Text provided
────────────────────────────────────────

Not long before the implosion that would rock Wall Street and threaten Bill Hwang with life in prison, he tapped out an email to a bank that had been vital to the success of his investment fund, Archegos Capital Management.
(Bloomberg) — Not long before the implosion that would rock Wall Street and threaten Bill Hwang with life in prison, he tapped out an email to a bank that had been vital to the success of his investment fund, Archegos Capital Management.
Hwang appreciated the “corporate partnership and friendship” of Nomura Holdings Inc.’s executives for 25 years, he wrote in December 2020, and he was “so glad to see our partnership is growing even stronger.” He was eager to host them at his penthouse apartment — “I know all the good Korean restaurants in NJ and NY! :)”
He was responding in kind to an email sent by Yo Akatsuka, the head of Nomura’s Americas unit who had met with Hwang the night before with Kentaro Watanabe, another of the Japanese bank’s officials.
“I recognized again how much you have supported our business globally and I appreciated this kind of strong institutional relationship between us,” Akatsuka wrote. “I enjoyed Italian, wine and various topics to talk. And I love the PH room with great views of the park and the city!!”
Just three months later, Archegos had collapsed and Nomura had lost almost $3 billion, one of the biggest losses in the history of the prime-broker industry that caters to investment funds. Several Wall Street banks also lent to Hwang’s firm, collectively losing about $10 billion. But only Credit Suisse Group AG lost more than Tokyo-based Nomura, which housed one of the smallest prime brokers.

────────────────────────────────────────

Data section
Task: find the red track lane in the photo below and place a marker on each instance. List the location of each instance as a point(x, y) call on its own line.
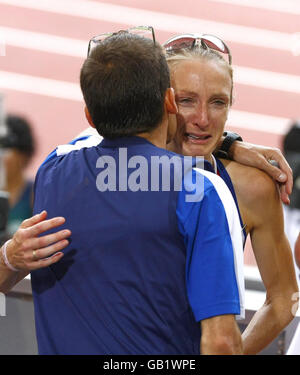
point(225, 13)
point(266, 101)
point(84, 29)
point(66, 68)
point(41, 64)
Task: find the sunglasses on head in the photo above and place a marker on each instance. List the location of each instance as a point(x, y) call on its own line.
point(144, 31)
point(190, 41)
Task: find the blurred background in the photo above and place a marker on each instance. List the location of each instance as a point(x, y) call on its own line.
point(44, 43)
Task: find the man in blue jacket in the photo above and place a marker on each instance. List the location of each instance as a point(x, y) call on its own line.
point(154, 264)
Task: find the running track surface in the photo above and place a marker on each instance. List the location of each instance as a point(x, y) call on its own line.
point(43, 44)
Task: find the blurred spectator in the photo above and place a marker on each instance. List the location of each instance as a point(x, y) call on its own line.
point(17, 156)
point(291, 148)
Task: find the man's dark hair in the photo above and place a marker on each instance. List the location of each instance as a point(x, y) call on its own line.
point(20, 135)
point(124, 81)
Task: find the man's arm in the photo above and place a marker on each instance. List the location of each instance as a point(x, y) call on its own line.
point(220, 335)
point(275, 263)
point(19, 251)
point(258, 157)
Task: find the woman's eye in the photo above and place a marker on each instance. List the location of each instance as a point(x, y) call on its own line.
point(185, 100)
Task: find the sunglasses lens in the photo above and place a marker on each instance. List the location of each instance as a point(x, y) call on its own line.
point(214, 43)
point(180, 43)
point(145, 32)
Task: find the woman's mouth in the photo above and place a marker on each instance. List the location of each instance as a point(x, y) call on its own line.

────────────────────────────────────────

The task
According to the article on Archegos Capital Management, about how much did Nomura lose when Archegos collapsed? The items play no part in what comes next.

Exercise result
Almost $3 billion.